→ **Task directions**
From the first line to the last, write out the records exactly.

→ **Extracted data**
== Segment start ==
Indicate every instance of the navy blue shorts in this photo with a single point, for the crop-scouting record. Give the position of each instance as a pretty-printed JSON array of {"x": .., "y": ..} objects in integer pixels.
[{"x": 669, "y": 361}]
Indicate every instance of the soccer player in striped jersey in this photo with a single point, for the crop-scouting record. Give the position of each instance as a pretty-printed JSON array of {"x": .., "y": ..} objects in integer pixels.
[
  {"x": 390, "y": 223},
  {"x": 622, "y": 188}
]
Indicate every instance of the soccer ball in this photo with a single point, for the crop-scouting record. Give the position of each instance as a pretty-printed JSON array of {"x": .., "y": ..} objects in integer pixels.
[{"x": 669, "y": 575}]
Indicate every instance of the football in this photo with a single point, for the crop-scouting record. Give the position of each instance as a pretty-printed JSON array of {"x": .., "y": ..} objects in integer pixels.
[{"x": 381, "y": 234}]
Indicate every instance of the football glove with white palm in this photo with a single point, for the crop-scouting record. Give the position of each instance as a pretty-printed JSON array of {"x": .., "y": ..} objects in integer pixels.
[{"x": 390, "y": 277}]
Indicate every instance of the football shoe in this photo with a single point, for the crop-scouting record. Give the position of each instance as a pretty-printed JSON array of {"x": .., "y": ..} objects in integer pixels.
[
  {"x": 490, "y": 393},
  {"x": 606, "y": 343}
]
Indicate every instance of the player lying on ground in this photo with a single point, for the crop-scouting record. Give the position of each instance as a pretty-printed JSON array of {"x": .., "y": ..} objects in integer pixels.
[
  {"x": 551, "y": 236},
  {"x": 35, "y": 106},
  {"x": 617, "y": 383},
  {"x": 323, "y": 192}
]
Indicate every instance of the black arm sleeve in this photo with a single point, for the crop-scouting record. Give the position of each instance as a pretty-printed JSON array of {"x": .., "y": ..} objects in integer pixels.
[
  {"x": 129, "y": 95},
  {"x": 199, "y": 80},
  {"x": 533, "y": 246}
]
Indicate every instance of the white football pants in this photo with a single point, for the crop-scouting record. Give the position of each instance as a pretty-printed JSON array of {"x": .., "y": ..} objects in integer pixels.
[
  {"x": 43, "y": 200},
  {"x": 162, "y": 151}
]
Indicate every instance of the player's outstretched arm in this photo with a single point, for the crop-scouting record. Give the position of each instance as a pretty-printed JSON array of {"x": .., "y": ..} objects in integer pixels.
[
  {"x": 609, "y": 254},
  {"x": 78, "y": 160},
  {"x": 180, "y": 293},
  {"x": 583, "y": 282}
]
== Segment end ==
→ **Answer box**
Indicate every instance of the navy blue shorts in this photo with a single point, for the crop-scouting record. Give the position of each instance as a pretty-printed JSON array of {"x": .., "y": ..} objects in integer pixels.
[{"x": 669, "y": 361}]
Indicate every instance of the soccer player in striped jersey in this photo with a single point, for the crop-scouting record. Give the position of each instance as a pretty-printed JSON array of {"x": .., "y": ..} objects in integer pixels.
[
  {"x": 390, "y": 223},
  {"x": 622, "y": 188}
]
Indicate every instance of the soccer ball in this photo with a single point, for the crop-scouting record. Give the position of each instance as a pretty-printed JSON array of {"x": .., "y": ..} objects in integer pixels.
[{"x": 669, "y": 575}]
Indicate every instance of the football in this photo with a single point, for the crop-scouting record. Give the position of each instance as a pretty-printed JSON array of {"x": .., "y": ..} objects in integer pixels.
[{"x": 381, "y": 234}]
Indicate every instance of the football glove with white palm in this photo with a single point, for the crop-scouting record. Give the position of each instance as a pretty-printed JSON array of {"x": .., "y": ..} objects in integer pixels.
[{"x": 390, "y": 277}]
Indicate every instance of the football shoe in this photo with a single point, for the crop-scouting record. Give the position of each instance as a pretty-printed JSON array of {"x": .., "y": ..} objects in integer pixels.
[
  {"x": 490, "y": 393},
  {"x": 606, "y": 343}
]
Indicate every instance of the player lying on ground in this photo with a single point, for the crop-scouting record. Give the position of each instance as a pretty-printed JSON array of {"x": .., "y": ..} objects in integer pixels.
[
  {"x": 551, "y": 236},
  {"x": 35, "y": 106},
  {"x": 617, "y": 383},
  {"x": 323, "y": 192}
]
Indicate every instance of the black arm sleeve in this photo with a single point, for the crop-scouting record. Give the position of each instance as a pretty-printed JSON array of {"x": .., "y": ..} objects in integer pixels.
[
  {"x": 129, "y": 95},
  {"x": 199, "y": 80},
  {"x": 533, "y": 246}
]
Indicate every instance of the white football pants in this photo with a single point, for the crop-scouting record. Give the position of each instance as a pretty-printed JSON array of {"x": .., "y": ..} objects in integer pixels.
[
  {"x": 43, "y": 200},
  {"x": 162, "y": 151}
]
Indicate every instance of the player's outstretched arm in this photo with a single point, for the crop-scouting record. Give the position of each instance as a pretty-printed JSON array of {"x": .., "y": ..} objects in integer pixels.
[
  {"x": 609, "y": 254},
  {"x": 78, "y": 160},
  {"x": 180, "y": 293},
  {"x": 583, "y": 282}
]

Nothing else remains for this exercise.